▸ Direction:
Find the line containing "[116,33], drawn from the photo above.". Reproduce it and every line after it up to the end of the records, exactly as written.

▸ Records excerpted from a collection:

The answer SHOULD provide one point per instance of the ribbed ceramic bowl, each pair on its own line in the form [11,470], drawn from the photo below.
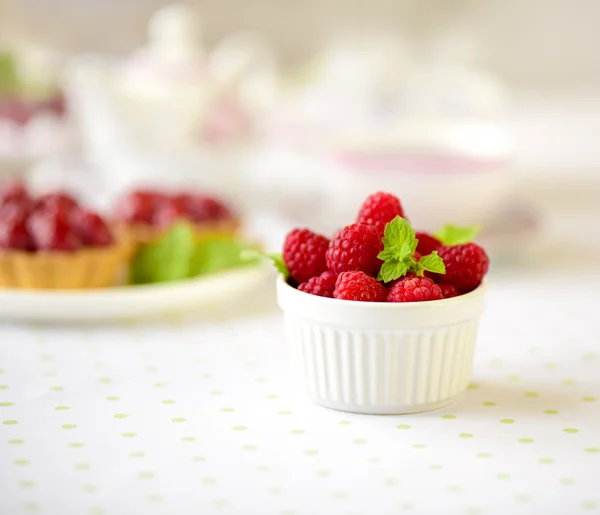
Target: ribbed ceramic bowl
[380,358]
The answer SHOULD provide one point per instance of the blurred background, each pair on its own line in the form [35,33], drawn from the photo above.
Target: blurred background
[482,111]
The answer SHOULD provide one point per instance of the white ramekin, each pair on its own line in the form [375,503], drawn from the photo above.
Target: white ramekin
[379,358]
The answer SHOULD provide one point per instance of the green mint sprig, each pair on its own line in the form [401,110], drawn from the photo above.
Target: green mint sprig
[455,235]
[398,253]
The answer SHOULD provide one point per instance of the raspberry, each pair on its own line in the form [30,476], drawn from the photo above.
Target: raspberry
[91,228]
[448,291]
[304,254]
[379,209]
[359,286]
[355,248]
[466,265]
[427,243]
[413,288]
[321,285]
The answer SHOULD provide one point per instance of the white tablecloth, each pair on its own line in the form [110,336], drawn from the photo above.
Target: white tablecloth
[199,417]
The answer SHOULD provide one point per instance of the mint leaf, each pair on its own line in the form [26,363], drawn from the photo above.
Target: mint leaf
[168,259]
[218,254]
[455,235]
[433,263]
[275,258]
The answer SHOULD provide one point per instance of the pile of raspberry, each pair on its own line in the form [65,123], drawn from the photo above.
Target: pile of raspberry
[163,210]
[52,222]
[347,266]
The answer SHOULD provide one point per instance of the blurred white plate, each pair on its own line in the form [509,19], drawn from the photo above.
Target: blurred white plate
[126,302]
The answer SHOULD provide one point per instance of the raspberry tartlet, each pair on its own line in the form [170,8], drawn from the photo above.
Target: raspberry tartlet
[52,242]
[382,319]
[146,215]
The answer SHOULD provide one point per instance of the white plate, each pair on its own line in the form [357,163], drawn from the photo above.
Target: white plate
[126,302]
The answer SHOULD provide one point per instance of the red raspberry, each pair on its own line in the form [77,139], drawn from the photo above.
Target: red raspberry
[13,229]
[304,254]
[139,206]
[355,248]
[91,228]
[321,285]
[427,243]
[448,291]
[379,209]
[466,265]
[359,286]
[413,288]
[52,231]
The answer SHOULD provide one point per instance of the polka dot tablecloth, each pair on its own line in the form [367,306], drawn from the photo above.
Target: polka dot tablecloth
[198,416]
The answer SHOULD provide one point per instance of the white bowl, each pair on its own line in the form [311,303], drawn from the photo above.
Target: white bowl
[380,358]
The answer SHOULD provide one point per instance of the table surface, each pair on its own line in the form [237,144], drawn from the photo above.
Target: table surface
[198,416]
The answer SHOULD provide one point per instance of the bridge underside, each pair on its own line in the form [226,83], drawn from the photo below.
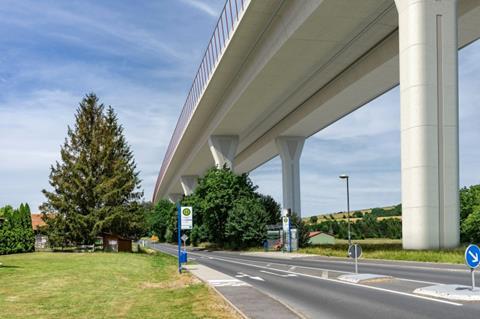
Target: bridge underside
[294,67]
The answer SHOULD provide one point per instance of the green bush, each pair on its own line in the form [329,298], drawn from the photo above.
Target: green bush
[16,233]
[246,223]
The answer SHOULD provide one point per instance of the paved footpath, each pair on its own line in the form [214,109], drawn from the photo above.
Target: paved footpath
[314,285]
[247,300]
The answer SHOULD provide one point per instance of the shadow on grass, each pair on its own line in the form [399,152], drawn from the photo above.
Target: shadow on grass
[8,266]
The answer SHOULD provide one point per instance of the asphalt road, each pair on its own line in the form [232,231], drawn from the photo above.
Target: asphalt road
[310,285]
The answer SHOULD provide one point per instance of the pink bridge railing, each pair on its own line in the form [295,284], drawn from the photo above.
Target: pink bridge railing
[231,14]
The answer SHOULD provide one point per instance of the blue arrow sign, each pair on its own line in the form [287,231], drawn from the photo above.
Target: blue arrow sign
[472,256]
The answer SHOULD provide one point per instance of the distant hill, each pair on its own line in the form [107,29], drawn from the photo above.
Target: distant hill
[394,211]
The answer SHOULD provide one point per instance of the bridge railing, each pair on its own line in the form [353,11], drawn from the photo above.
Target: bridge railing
[230,16]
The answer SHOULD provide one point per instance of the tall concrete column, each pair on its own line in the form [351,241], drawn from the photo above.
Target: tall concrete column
[290,149]
[429,123]
[189,183]
[224,149]
[175,197]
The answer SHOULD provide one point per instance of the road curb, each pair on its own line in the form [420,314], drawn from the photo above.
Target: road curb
[219,293]
[293,310]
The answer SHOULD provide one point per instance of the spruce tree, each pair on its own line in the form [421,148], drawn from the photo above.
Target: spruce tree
[95,185]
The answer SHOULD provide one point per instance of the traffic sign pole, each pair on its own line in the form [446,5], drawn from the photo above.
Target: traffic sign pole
[473,279]
[472,259]
[356,260]
[179,230]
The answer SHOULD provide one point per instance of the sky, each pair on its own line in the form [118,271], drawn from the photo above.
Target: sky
[141,59]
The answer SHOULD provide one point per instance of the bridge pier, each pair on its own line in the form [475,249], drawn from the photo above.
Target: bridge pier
[175,197]
[429,123]
[290,149]
[189,183]
[224,149]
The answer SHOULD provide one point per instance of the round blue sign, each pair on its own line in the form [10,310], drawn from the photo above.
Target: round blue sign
[472,256]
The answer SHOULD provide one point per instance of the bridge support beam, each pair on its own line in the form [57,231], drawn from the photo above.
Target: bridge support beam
[189,183]
[290,149]
[224,149]
[429,123]
[175,197]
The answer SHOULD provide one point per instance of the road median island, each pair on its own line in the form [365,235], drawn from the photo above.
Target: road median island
[450,292]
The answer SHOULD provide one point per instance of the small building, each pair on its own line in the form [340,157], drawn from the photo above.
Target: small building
[320,238]
[115,243]
[37,222]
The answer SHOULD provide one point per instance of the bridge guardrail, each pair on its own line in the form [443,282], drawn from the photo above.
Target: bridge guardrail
[230,16]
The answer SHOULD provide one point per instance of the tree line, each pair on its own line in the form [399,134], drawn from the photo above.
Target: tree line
[95,185]
[366,227]
[16,232]
[227,210]
[371,227]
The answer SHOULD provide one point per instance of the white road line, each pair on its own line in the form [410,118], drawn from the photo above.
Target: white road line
[292,267]
[346,272]
[272,273]
[348,283]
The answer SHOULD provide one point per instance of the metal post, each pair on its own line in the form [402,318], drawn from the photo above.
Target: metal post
[473,278]
[356,260]
[348,215]
[289,235]
[179,230]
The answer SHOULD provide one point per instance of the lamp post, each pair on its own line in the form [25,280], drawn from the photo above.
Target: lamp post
[343,176]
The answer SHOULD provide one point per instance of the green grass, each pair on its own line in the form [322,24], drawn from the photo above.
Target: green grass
[102,285]
[389,249]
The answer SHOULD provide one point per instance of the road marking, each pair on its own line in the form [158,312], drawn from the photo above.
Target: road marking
[324,270]
[272,273]
[335,280]
[348,283]
[241,275]
[227,283]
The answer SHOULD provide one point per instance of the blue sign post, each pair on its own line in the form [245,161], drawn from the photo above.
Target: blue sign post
[179,231]
[472,259]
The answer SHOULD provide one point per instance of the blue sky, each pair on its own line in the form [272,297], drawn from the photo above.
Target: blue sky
[141,58]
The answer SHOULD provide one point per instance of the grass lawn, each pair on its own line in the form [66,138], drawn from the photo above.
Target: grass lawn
[102,285]
[388,249]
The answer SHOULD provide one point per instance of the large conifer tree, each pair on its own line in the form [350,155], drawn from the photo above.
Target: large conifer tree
[96,186]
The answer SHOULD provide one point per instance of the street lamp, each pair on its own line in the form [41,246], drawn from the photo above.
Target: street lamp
[343,176]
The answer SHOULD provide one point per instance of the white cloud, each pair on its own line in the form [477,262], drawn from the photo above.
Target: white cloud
[203,6]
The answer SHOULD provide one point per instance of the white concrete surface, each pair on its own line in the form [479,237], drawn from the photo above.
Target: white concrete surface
[223,148]
[286,74]
[429,123]
[363,278]
[290,149]
[451,292]
[175,197]
[189,183]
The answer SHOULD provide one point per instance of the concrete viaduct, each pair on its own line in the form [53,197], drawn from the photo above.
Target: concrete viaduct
[278,71]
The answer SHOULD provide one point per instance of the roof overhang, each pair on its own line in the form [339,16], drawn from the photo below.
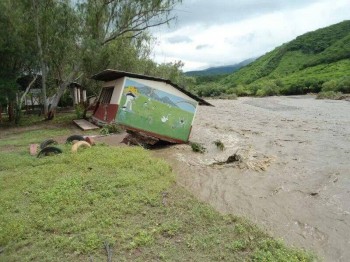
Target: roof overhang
[110,75]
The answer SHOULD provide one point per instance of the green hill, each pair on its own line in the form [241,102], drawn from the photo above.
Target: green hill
[220,70]
[313,62]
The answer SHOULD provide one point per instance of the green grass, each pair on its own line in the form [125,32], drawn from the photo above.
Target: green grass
[68,207]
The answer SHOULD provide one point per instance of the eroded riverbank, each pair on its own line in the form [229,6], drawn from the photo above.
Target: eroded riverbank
[296,180]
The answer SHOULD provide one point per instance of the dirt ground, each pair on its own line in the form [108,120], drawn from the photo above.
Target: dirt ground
[290,172]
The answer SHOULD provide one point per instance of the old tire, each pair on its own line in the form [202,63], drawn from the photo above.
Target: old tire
[49,150]
[80,144]
[72,138]
[90,140]
[47,143]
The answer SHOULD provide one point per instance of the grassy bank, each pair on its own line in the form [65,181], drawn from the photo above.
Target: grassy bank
[116,202]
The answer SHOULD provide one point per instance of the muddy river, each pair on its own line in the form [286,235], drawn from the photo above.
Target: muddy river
[289,170]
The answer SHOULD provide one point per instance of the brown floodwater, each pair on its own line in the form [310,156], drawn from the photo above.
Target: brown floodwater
[291,168]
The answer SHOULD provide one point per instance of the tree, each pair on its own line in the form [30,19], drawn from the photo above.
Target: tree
[103,25]
[16,52]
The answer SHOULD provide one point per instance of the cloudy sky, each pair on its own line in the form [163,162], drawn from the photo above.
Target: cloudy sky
[223,32]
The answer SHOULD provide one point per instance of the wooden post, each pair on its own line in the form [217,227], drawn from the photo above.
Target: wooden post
[84,95]
[78,95]
[75,95]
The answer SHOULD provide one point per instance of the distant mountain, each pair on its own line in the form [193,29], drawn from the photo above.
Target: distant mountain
[221,70]
[313,61]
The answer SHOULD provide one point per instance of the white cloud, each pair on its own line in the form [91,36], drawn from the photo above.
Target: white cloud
[202,45]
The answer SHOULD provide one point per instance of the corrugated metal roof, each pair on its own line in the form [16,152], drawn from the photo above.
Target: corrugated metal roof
[109,75]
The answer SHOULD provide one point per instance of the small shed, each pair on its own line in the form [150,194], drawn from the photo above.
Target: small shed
[78,93]
[150,105]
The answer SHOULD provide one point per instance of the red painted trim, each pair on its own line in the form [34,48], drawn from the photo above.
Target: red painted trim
[165,138]
[106,112]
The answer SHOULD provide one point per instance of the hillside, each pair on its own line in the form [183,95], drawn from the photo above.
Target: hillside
[313,62]
[220,70]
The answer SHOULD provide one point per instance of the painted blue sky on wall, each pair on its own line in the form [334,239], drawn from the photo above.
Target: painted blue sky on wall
[163,97]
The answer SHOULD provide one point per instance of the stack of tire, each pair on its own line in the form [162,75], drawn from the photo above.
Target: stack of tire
[47,148]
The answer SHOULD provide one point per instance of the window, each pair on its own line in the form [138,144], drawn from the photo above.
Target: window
[106,95]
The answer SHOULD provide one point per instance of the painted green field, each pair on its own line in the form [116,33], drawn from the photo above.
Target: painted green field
[112,204]
[148,114]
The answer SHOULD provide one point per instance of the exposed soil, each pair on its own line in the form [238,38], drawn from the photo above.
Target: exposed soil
[289,170]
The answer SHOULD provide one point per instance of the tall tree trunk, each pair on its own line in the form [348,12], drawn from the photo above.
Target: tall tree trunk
[58,95]
[21,100]
[41,55]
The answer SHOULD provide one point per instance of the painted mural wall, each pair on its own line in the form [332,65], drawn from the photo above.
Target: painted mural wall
[156,111]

▸ Response:
The answer SHOULD provide one point per instance of the painted green field, each pair on its own line in the form [116,33], drawn from the photo above.
Target: painted green field
[112,204]
[148,114]
The answer SHOULD provide one point per instance of the exposed soil, each pair on its own line in the form [238,38], drawn from the photo above.
Target: exposed soil
[289,170]
The answer SHOULD provide one point per instance of the tall tree trunk, each pair on its own line in the form [348,12], drawn from the photo above.
Target: tall tree trunk
[58,95]
[21,100]
[41,55]
The answer SHOULD provide one point per instance of the painted mural wall, each pair on its own line in the form [332,65], drawn from the photo above.
Target: painted mural wall
[156,111]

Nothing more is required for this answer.